### AIM OF THE EXERCISE
Rewrite the listing below with "pixel pairs" switched to "coordinate pairs" everywhere it occurs, and leave everything else unchanged.

### RECORDS PROVIDED
════════════════
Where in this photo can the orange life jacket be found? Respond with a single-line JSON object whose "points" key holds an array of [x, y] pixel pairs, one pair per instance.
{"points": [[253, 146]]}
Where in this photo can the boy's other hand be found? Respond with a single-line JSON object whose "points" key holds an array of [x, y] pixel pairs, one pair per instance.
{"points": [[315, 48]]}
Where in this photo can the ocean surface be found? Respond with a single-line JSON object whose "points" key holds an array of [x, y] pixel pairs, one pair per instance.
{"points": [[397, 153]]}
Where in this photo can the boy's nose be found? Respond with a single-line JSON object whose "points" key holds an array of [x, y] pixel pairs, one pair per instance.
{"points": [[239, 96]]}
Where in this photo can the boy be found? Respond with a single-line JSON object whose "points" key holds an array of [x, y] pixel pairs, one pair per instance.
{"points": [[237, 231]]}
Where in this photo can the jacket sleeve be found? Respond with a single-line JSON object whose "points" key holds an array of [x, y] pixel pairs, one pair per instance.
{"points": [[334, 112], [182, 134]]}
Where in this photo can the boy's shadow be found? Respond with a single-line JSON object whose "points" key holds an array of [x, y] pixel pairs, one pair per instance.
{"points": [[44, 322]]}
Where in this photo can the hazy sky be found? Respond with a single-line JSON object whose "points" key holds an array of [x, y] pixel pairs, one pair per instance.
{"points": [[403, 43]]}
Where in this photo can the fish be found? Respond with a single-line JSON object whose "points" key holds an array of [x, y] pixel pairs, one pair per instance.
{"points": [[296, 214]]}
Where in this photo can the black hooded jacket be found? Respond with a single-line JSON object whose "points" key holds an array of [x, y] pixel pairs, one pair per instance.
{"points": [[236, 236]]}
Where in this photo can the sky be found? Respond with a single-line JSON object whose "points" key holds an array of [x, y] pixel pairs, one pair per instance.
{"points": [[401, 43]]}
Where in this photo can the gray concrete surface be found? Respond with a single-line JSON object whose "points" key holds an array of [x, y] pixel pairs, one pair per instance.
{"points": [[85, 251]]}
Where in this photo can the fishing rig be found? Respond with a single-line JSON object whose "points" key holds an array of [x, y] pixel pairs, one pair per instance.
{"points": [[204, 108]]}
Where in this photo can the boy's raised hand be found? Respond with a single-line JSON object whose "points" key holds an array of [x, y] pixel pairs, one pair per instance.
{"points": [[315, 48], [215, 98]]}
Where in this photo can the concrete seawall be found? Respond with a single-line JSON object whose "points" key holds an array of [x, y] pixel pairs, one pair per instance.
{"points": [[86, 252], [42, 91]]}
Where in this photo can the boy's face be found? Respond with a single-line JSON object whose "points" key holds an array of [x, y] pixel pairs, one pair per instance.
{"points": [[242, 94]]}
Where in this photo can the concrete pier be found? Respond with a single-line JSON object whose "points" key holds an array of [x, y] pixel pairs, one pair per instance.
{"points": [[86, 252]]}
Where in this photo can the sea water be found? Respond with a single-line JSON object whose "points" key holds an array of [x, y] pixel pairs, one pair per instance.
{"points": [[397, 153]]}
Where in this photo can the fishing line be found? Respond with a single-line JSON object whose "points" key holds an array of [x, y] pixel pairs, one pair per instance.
════════════════
### TASK ANSWER
Where in this photo can the orange life jacket be found? Respond with a single-line JSON object whose "points" key holds an array of [x, y] coordinate pairs, one pair per instance.
{"points": [[253, 146]]}
Where in this photo can the boy's other hand be found? Respond with a single-line JSON object whose "points" key holds an array of [x, y] coordinate pairs, one pair per instance.
{"points": [[315, 48]]}
Where in this photo can the ocean surface be found? Respond with a single-line JSON object whose "points" key holds an array of [x, y] coordinate pairs, one pair per instance.
{"points": [[397, 153]]}
Where in this photo can the boy's nose be found? Respond with a single-line JSON object whose "points" key holds an array of [x, y] coordinate pairs, one pair per instance.
{"points": [[239, 96]]}
Where in this photo can the boy be found? Respond with a single-line JSON object whose "points" key holds an array of [x, y] coordinate pairs, one pair per instance.
{"points": [[237, 231]]}
Where in this photo can the jacket sleeve be found? Respond with a single-line JSON object whose "points" key holds an array of [x, y] coordinate pairs, one pair per instance.
{"points": [[334, 112], [182, 134]]}
Where in this photo can the boy's shadow be found? Respond with a single-line JSON object whose "points" key holds an array of [x, y] coordinate pairs, one pair per instance.
{"points": [[44, 322]]}
Where in this photo can the hazy sky be found? Respond with a single-line JSON object whose "points" key holds an array of [x, y] coordinate pairs, one pair per instance.
{"points": [[403, 43]]}
Where in this photo can the fish be found? Respond with a single-line JSON object whose "points" key holds an array of [x, y] coordinate pairs, one pair per instance.
{"points": [[296, 214]]}
Where in this photo can the black hooded jacket be found? Respond with a single-line JSON object whose "points" key holds an array of [x, y] coordinate pairs, one pair per instance.
{"points": [[236, 236]]}
Where in this photo can the sky be found? Respond with a single-line JSON object whose "points" key holds an array of [x, y] coordinate pairs, one pair per instance.
{"points": [[401, 43]]}
Where in this photo can the gray concrete surface be found? Respond with a single-line JSON object whose "points" key holds an array of [x, y] coordinate pairs, one pair per instance.
{"points": [[85, 251]]}
Where in this photo can the fishing rig be found? Respond with a single-line JSON object whose "points" key holds an array of [x, y] coordinate pairs, one pair per instance.
{"points": [[204, 108]]}
Where in this photo can the boy's raised hand be found? Respond with a single-line JSON object whose "points" key holds an array of [x, y] coordinate pairs, one pair per instance.
{"points": [[315, 48], [215, 98]]}
Where in this photo can the concrete seawall be found? Respond with a single-line JSON object whose "points" key holds an array of [x, y] coordinate pairs, one pair per instance.
{"points": [[86, 252], [42, 91]]}
Where in this photo can the boy's face be found? Respond with a single-line JSON object whose "points" key holds an array of [x, y] coordinate pairs, one pair per instance.
{"points": [[242, 94]]}
Where in this photo can the concrete pier be found? Respond with a single-line JSON object whose "points" key holds an array of [x, y] coordinate pairs, one pair per instance.
{"points": [[86, 252]]}
Where in this photo can the sea water be found? Respond with a single-line JSON object whose "points" key holds an array of [x, y] coordinate pairs, one pair per instance.
{"points": [[397, 153]]}
Where in this photo can the fishing line be found? Respond with a single-line JSON object whose "points" key holds an array of [x, y] coordinate pairs, one pair per instance.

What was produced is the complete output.